* _Exercise prompt_: List every ship named in the biographical sketch of Mikhail Viktorov below.

* _Extract_:
───

Mikhail Vladimirovich Viktorov (; December 24, 1893 – August 1, 1938) was a Russian military leader and Commander-in-Chief of the Soviet Naval Forces from August 1937 to January 1938.

Career
Born at Yaroslavl, Viktorov was the son of an officer and graduated from the Naval Academy with the gold medal as top cadet in 1913. During World War I he served with the Baltic Fleet and was navigating officer of the battleship Tsesarevich and fought in the Battle of Moon Sound.

In the Civil War he joined the Bolsheviks and commanded the cruiser Oleg and subsequently the battleships Andrei Pervozvanny and Gangut. In 1921 he contributed to the suppression of the Kronstadt rebellion.

Between December 1924 and April 1926 he was named Chief of the Central Hydrographic Department of the USSR. From 1925 he commanded the Soviet Baltic Fleet and in 1932 was the founding commander of the Soviet Pacific Fleet.

───

* _Supplied entries_:
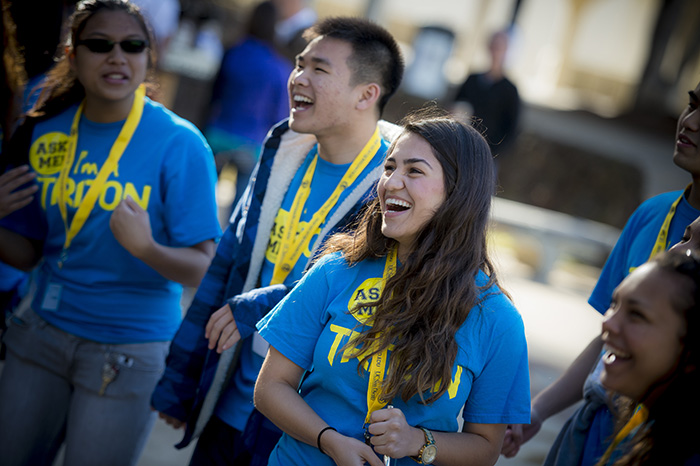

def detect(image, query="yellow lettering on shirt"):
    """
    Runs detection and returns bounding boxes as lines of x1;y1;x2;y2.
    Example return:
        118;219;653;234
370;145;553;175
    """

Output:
29;131;68;176
265;209;321;264
348;277;384;324
36;176;153;211
80;163;98;176
29;131;153;211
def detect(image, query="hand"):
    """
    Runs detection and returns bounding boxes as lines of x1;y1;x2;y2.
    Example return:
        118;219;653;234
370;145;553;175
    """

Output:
0;165;39;218
369;408;425;458
501;409;542;458
109;196;153;258
321;431;384;466
204;304;241;354
158;412;187;429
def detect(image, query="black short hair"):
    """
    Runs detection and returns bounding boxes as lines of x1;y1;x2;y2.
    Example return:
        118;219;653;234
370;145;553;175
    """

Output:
304;17;404;115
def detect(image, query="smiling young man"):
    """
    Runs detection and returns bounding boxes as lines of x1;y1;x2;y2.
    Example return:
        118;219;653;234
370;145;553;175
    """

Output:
152;18;403;464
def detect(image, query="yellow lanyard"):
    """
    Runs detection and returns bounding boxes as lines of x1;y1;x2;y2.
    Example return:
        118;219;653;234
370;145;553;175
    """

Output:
603;404;649;464
365;247;398;424
270;128;382;285
58;85;146;268
649;185;690;260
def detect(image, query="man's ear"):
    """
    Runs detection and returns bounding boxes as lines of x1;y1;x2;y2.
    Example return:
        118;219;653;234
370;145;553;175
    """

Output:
355;83;382;110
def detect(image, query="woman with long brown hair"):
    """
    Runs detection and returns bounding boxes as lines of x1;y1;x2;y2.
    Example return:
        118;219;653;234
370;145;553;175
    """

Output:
255;111;529;466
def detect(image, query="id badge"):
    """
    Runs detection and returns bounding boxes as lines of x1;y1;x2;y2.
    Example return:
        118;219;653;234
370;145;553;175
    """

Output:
41;283;63;311
253;332;270;358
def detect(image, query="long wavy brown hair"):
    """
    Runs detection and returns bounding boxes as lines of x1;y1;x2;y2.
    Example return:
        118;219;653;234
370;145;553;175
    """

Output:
324;108;504;404
598;251;700;466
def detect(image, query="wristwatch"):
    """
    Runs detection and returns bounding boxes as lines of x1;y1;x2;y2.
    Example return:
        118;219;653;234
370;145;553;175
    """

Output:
411;427;437;464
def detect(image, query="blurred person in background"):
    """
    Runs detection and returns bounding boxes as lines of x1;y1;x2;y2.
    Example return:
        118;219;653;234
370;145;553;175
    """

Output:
272;0;317;64
204;1;292;213
453;31;520;164
132;0;180;57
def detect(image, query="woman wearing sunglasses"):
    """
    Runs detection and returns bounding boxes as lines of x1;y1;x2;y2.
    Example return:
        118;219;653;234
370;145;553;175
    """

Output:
0;0;220;466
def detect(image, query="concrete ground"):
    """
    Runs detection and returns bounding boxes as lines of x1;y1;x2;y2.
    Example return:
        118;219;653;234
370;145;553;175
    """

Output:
139;240;602;466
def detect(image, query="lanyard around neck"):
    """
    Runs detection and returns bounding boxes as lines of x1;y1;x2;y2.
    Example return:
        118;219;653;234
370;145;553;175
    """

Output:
270;128;382;285
58;85;146;267
648;185;691;260
365;247;399;424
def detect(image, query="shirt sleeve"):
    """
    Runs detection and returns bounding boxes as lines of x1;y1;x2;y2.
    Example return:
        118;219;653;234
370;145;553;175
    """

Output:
588;214;637;314
257;256;340;370
163;125;221;247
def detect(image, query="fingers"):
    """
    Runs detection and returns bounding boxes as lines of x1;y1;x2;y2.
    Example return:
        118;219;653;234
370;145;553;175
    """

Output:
158;412;186;429
204;304;241;353
360;447;384;466
0;165;39;217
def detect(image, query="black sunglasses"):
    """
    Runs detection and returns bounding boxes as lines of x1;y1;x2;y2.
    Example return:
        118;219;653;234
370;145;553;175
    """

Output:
76;39;148;53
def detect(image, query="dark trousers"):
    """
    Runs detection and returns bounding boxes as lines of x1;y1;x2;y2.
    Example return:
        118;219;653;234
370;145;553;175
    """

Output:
190;416;251;466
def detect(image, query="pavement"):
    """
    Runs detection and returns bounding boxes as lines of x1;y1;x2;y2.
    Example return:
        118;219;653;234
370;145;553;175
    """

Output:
138;238;602;466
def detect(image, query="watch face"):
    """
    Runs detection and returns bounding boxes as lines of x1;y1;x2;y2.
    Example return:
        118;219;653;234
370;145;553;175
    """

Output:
421;445;437;464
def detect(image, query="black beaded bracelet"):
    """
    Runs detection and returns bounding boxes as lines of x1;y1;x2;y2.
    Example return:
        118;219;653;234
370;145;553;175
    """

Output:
316;426;338;455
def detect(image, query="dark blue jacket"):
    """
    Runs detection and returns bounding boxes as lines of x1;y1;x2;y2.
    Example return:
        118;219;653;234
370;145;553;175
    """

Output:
151;121;397;448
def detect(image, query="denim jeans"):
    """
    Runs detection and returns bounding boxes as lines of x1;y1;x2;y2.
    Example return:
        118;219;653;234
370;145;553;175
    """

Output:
0;310;169;466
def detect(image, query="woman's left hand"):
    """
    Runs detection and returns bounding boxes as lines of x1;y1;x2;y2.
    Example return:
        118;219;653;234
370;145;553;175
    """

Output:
369;408;425;458
109;196;153;258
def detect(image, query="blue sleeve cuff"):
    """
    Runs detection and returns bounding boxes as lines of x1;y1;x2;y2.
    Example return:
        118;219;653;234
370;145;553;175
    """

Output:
226;284;289;339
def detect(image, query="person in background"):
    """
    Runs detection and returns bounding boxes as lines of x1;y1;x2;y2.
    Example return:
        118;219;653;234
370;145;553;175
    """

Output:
255;111;530;466
0;0;30;360
272;0;317;64
453;31;520;162
152;17;403;465
598;248;700;466
0;0;221;466
132;0;181;56
502;78;700;466
204;2;292;211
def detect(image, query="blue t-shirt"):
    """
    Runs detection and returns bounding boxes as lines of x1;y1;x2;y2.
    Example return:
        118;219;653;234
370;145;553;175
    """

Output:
588;191;700;314
215;140;388;430
258;253;530;466
2;99;221;343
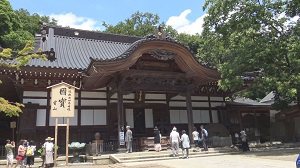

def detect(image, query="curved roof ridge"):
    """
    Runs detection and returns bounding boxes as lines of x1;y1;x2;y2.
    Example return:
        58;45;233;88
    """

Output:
43;24;143;43
54;35;133;45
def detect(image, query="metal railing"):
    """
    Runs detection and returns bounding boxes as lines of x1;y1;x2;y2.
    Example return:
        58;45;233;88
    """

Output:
85;140;140;155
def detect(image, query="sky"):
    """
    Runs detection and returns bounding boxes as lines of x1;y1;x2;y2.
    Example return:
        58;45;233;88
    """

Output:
10;0;206;34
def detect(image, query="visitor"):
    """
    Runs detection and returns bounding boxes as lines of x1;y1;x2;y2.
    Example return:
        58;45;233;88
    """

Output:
15;140;26;168
181;130;190;159
170;127;180;157
43;137;54;167
125;125;133;153
240;131;248;152
154;126;161;152
200;125;208;151
5;139;15;168
26;140;36;167
192;127;199;152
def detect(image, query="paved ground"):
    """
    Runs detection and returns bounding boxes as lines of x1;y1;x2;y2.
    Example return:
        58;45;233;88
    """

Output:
54;150;300;168
0;148;300;168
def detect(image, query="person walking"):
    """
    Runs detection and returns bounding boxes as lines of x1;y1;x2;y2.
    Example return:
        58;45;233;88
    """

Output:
15;140;26;168
26;140;36;168
192;127;199;152
181;130;190;159
154;126;161;152
5;139;15;168
125;125;133;153
170;127;180;157
240;131;248;152
43;137;54;167
200;125;208;151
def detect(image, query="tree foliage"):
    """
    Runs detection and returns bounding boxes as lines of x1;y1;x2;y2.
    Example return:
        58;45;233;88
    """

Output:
0;0;49;117
0;0;57;51
199;0;300;109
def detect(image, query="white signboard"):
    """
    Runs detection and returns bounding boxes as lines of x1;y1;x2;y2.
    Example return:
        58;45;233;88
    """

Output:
119;131;125;145
48;82;78;117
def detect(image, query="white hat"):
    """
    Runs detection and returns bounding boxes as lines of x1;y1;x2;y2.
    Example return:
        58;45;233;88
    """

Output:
45;137;54;141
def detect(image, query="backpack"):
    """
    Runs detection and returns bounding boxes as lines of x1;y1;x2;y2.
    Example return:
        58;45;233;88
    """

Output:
203;129;208;137
26;146;33;156
296;154;300;167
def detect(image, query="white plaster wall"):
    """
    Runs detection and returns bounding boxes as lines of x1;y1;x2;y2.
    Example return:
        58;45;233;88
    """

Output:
94;109;107;125
36;109;46;126
145;93;166;100
191;96;208;101
145;100;167;104
123;93;135;99
125;109;134;128
170;110;188;124
211;110;219;123
23;98;47;106
192;102;209;107
169;101;186;107
210;97;224;101
145;109;154;128
171;95;186;100
81;99;106;106
210;102;223;107
81;92;106;98
23;91;47;97
81;109;94;125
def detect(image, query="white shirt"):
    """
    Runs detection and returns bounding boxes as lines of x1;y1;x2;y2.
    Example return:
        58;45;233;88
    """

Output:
43;142;54;152
192;131;199;141
170;131;179;142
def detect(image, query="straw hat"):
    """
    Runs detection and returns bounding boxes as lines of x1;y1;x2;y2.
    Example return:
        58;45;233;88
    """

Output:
45;137;54;141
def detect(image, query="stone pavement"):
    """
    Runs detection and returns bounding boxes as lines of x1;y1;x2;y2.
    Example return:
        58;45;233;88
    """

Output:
54;151;298;168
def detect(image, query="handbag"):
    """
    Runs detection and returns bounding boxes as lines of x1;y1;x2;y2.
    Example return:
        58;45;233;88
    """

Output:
198;137;202;142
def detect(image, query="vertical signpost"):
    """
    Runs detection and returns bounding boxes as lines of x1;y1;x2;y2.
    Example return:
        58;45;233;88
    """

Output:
47;82;79;167
10;121;17;141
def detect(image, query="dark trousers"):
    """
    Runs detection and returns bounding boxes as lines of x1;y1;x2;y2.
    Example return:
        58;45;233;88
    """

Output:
202;139;208;151
182;148;189;157
242;141;248;152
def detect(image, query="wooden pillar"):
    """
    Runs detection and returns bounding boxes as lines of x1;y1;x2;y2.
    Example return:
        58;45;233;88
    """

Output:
186;90;194;138
117;88;125;149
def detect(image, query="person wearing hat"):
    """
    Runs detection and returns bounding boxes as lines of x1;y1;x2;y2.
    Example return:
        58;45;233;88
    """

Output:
240;130;248;152
170;127;180;157
125;125;133;153
154;126;161;152
5;139;15;168
200;125;208;151
43;137;54;167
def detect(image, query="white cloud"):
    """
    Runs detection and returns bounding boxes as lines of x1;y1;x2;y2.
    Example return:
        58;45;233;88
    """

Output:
50;13;101;30
166;9;207;34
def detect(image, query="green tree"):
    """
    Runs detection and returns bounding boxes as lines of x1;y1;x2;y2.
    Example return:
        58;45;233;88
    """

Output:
199;0;300;109
102;12;177;37
15;8;57;36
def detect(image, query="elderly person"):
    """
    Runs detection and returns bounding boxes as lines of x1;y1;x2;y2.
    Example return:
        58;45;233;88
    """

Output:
181;130;190;159
125;126;133;153
170;127;180;157
240;131;248;152
43;137;54;167
154;126;161;152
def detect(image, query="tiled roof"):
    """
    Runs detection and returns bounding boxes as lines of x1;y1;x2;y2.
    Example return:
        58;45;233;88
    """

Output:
28;33;139;69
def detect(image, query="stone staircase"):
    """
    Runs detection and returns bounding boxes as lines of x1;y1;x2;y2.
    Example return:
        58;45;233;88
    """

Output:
109;148;235;163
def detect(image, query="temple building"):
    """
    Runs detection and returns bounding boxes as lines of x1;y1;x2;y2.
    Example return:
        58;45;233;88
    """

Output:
0;25;270;152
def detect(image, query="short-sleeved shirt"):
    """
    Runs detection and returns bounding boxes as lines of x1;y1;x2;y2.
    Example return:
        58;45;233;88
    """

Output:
192;131;199;140
18;145;25;156
170;131;179;142
43;142;54;152
5;144;14;155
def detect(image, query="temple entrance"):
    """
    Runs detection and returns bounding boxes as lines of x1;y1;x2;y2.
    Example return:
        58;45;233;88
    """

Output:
133;108;146;134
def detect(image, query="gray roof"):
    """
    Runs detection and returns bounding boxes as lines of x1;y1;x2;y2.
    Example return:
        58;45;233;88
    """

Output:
28;35;131;69
260;92;275;103
226;98;271;106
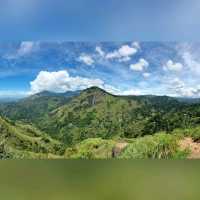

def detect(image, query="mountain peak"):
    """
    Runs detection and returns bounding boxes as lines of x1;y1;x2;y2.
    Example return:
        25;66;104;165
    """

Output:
83;86;109;94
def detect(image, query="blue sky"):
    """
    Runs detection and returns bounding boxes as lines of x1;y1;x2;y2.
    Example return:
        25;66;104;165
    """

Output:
0;0;200;97
0;0;200;41
0;41;200;97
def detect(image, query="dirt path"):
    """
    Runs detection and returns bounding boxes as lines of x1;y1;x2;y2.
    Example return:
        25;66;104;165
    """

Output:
179;137;200;159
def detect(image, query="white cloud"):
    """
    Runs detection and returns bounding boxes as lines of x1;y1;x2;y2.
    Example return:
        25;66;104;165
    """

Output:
169;78;200;97
29;70;140;95
105;45;138;62
95;46;105;57
5;41;40;59
163;60;183;72
130;58;149;71
142;72;151;78
79;54;94;65
182;51;200;74
17;41;35;56
30;70;104;94
132;42;140;49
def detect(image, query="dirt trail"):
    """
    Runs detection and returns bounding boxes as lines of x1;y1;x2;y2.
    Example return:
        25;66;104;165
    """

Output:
179;137;200;159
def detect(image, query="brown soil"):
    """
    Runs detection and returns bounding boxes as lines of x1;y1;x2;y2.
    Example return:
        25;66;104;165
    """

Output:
179;137;200;159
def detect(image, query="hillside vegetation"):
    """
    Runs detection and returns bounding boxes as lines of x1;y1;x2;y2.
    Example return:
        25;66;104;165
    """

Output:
0;87;200;159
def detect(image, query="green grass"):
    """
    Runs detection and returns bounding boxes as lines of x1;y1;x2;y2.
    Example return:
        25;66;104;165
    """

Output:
119;133;187;159
65;138;116;159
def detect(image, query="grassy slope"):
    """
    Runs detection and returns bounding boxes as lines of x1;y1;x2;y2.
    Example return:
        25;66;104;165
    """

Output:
0;118;64;158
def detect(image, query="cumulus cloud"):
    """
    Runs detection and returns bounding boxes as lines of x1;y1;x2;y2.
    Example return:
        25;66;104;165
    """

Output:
105;45;138;62
130;58;149;71
169;78;200;97
30;70;104;94
5;41;39;59
182;51;200;74
17;41;35;56
132;42;140;49
79;54;94;65
29;70;140;95
163;60;183;72
95;46;105;57
0;90;28;99
142;72;151;78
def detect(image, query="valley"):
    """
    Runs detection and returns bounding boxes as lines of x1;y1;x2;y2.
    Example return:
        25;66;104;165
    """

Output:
0;87;200;159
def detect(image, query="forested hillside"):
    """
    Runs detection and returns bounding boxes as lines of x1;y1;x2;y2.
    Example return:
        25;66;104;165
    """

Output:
0;87;200;158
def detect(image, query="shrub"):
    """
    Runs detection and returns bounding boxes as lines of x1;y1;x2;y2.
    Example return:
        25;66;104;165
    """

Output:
119;133;186;159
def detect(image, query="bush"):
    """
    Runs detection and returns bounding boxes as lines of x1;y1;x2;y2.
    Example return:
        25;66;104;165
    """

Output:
119;133;186;159
65;138;115;159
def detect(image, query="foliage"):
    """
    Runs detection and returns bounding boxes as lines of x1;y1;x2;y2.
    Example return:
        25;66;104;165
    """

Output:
119;133;186;159
65;138;115;159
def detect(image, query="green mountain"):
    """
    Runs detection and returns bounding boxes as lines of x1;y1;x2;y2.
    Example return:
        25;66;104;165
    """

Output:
40;87;198;145
0;87;200;158
0;118;64;159
0;91;79;124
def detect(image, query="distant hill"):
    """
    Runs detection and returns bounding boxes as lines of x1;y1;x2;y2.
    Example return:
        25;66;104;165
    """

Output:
0;87;200;145
0;91;79;123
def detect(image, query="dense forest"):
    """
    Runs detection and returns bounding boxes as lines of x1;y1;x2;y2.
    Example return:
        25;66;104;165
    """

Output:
0;87;200;159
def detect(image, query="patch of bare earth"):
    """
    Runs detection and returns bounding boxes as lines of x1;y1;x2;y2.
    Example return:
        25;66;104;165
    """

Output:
179;137;200;159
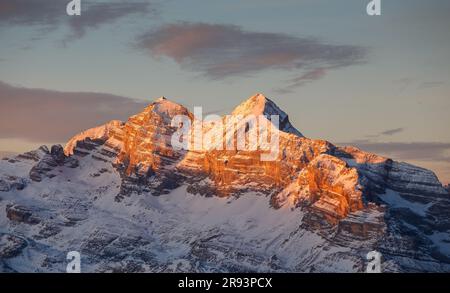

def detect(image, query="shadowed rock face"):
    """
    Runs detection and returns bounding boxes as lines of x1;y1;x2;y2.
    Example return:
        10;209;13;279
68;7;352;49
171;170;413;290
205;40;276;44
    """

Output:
0;94;450;272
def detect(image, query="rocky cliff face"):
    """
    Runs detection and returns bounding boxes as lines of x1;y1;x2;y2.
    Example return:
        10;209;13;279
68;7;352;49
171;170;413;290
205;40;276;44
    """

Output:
0;94;450;271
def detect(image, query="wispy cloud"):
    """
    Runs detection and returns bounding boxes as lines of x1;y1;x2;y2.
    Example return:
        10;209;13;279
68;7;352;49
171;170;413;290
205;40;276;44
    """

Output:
0;81;147;142
364;127;405;141
0;0;154;37
137;22;366;87
338;140;450;163
380;127;405;136
418;81;445;89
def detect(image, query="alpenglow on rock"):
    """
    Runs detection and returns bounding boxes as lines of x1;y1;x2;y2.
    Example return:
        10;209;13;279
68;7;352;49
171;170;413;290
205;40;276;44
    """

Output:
0;94;450;272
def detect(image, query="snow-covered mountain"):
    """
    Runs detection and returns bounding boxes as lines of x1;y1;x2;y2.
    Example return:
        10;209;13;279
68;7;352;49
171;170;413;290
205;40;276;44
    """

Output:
0;94;450;272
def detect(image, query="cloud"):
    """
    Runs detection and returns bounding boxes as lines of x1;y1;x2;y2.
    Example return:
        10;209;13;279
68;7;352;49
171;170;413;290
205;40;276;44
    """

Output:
136;22;366;87
418;81;445;89
364;127;405;141
338;140;450;163
0;0;153;37
380;127;405;136
0;81;147;142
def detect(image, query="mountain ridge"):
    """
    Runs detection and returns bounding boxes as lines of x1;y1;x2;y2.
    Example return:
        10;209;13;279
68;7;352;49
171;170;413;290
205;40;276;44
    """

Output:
0;94;450;272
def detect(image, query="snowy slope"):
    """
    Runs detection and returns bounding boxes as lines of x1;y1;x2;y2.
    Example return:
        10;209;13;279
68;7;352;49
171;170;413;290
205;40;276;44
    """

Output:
0;95;450;272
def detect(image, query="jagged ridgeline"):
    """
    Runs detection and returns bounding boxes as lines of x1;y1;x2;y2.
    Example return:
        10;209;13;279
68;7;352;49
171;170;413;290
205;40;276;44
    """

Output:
0;94;450;272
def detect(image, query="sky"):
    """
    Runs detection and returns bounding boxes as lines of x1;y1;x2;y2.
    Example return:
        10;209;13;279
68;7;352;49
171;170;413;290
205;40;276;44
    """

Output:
0;0;450;183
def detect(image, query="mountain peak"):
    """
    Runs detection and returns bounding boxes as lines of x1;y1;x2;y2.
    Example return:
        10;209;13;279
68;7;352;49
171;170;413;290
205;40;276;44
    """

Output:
232;93;303;136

───

* _Result of the exercise_: Tsesarevich, Oleg, Andrei Pervozvanny, Gangut